Excerpted data:
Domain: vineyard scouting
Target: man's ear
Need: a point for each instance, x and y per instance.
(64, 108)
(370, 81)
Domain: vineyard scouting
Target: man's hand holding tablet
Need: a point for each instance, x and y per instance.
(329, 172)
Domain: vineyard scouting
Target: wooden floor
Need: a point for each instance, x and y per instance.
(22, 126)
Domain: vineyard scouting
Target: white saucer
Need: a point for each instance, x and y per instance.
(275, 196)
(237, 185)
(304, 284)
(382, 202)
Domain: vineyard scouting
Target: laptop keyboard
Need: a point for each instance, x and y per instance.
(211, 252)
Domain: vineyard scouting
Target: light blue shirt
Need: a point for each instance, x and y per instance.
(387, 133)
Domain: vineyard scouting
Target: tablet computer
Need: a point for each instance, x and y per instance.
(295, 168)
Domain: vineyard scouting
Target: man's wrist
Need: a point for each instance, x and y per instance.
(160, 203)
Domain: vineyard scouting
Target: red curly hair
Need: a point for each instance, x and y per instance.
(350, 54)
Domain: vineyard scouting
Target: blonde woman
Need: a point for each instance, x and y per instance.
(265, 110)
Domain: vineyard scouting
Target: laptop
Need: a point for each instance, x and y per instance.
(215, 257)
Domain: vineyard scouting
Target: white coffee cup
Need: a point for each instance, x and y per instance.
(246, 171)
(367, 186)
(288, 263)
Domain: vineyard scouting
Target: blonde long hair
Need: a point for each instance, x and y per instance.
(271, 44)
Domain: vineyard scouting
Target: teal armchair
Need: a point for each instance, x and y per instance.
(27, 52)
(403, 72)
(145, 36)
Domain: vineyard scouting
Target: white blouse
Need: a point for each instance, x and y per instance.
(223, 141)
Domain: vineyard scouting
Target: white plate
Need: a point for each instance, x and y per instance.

Try it:
If a line in the listing contains "tablet", it counts. Say how many lines count, with no other words.

Answer for the task:
2